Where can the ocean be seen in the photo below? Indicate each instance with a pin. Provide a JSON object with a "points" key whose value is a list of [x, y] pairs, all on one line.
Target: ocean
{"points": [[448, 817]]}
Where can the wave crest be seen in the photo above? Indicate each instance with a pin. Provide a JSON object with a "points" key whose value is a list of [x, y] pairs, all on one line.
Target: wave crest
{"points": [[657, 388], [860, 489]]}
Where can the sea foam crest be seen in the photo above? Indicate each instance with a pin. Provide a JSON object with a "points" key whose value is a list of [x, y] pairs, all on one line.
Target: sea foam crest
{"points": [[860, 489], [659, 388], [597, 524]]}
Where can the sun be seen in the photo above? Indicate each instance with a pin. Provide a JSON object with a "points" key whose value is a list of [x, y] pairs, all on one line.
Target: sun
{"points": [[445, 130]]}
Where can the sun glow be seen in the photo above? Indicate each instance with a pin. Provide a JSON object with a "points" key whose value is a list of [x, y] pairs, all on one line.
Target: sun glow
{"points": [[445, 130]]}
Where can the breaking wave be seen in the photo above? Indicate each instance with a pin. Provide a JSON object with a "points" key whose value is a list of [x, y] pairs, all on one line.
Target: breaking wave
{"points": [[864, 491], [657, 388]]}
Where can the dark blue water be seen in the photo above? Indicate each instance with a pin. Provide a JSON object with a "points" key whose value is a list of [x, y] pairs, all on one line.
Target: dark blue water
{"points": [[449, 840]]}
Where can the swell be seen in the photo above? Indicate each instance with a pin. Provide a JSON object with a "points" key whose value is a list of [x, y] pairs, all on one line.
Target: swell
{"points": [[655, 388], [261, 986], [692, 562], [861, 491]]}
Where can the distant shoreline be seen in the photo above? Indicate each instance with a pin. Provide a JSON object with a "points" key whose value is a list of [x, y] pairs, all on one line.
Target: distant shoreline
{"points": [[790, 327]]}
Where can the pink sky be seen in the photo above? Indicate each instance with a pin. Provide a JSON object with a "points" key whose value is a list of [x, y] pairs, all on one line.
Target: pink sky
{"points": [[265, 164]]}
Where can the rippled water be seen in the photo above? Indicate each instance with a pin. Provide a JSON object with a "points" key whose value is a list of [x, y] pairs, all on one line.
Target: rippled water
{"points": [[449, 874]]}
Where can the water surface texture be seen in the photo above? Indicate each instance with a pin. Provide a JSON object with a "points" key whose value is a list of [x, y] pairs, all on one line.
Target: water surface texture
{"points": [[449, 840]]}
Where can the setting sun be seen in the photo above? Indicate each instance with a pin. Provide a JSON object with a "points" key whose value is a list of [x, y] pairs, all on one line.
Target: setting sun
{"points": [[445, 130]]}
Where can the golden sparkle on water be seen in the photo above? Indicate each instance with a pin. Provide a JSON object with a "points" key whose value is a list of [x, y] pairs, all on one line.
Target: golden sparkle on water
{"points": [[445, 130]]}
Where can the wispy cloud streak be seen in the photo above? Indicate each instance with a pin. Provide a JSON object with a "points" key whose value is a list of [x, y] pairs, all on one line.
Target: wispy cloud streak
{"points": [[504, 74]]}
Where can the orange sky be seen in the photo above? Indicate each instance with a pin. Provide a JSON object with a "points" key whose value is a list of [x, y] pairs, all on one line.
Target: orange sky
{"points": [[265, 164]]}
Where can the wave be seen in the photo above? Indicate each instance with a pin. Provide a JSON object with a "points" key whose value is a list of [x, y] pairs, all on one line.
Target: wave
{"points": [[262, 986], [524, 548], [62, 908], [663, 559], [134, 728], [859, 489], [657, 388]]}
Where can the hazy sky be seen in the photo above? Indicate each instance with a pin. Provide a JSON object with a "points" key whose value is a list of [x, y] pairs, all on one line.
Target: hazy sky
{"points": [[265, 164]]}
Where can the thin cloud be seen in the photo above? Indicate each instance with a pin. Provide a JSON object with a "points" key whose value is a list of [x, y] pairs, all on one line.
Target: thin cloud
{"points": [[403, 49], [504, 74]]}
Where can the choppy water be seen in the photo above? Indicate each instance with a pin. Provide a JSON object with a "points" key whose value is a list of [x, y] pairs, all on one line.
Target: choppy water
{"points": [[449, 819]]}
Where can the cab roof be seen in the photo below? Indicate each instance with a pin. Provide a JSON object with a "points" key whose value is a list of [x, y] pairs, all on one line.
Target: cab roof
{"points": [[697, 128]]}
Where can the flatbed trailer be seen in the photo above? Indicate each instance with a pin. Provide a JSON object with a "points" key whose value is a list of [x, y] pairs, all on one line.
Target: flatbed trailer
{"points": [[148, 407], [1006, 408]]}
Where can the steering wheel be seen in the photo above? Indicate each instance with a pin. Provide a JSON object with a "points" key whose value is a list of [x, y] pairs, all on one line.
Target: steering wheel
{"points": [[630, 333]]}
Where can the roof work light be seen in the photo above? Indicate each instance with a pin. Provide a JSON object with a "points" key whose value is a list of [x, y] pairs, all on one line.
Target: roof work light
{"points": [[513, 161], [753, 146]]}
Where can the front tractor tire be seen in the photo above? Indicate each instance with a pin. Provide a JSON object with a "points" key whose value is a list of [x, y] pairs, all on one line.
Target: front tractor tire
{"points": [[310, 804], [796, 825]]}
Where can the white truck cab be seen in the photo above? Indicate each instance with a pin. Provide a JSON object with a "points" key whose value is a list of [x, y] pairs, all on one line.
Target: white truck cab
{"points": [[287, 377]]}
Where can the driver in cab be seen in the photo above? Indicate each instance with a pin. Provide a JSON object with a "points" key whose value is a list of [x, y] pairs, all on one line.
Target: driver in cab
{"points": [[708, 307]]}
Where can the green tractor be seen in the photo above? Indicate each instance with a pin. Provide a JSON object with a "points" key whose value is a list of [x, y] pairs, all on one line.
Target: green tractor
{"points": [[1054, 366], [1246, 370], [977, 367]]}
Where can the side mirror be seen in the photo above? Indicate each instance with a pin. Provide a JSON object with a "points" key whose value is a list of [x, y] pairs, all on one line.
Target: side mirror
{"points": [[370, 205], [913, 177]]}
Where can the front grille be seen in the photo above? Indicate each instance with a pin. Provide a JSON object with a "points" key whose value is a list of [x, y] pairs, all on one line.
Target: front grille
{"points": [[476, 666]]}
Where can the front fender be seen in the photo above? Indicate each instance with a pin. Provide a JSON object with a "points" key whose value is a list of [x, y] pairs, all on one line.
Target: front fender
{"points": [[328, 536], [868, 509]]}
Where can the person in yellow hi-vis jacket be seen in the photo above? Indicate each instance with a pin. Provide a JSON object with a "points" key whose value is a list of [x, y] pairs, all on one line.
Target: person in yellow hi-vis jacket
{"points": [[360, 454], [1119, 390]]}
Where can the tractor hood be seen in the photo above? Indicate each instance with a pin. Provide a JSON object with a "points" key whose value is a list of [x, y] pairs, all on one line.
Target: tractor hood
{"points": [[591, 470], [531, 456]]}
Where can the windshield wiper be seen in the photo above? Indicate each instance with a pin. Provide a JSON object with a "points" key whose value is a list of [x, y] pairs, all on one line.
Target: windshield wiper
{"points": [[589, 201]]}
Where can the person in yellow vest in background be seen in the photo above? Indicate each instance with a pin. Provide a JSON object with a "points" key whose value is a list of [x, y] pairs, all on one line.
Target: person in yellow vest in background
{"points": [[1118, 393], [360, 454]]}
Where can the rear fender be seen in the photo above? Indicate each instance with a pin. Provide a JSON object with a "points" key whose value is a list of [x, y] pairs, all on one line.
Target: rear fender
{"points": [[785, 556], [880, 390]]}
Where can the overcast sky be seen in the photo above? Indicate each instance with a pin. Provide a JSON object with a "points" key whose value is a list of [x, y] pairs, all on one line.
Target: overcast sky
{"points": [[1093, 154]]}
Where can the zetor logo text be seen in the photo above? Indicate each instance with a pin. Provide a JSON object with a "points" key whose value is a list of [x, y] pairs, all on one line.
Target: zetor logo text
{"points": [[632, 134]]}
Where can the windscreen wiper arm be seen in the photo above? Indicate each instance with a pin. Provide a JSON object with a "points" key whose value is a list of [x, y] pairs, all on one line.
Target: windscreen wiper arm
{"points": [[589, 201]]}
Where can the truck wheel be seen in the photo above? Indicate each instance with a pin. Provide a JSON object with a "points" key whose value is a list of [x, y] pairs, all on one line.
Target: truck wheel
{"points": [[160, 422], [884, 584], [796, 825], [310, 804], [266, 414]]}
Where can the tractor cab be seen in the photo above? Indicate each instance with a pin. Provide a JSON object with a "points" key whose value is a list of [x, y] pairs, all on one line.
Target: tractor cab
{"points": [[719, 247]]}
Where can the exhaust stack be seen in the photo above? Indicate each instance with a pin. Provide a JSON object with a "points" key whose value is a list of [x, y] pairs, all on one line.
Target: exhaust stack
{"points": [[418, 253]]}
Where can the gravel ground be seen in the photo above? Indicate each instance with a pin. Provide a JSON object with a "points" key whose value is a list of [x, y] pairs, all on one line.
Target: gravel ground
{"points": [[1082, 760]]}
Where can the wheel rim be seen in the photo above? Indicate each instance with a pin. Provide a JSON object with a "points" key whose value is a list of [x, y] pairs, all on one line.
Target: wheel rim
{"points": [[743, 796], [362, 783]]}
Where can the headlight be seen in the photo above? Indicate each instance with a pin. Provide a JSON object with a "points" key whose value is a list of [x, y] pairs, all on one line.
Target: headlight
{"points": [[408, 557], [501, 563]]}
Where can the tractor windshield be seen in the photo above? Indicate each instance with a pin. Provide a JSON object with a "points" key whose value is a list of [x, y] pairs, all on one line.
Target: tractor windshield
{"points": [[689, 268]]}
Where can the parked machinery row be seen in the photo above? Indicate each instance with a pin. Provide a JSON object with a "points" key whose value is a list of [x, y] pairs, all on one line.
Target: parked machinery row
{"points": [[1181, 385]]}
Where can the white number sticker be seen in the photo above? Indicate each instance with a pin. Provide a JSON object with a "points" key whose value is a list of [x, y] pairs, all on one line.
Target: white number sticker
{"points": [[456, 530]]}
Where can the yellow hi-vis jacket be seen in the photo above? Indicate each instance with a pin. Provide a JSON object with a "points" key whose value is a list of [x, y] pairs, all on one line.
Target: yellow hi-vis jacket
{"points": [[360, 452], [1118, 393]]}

Set problem: Can you quote exactly the lines from the one containing "Where can the white number" through the last line of the records above, and nothing else?

Output for this exercise:
Where can the white number sticker be seen in the photo above? Indicate each instance with a pin. Provide a JSON object with a "points" key whose value is a list of [x, y] pairs, all on one line.
Target: white number sticker
{"points": [[456, 530]]}
Where can the yellow hi-vis jacket be seen in the photo above? Indicate each instance with a pin. Provide a JSON object with a "points" key whose value is a list of [x, y] pairs, all on one line.
Target: yellow hi-vis jacket
{"points": [[360, 452], [1118, 393]]}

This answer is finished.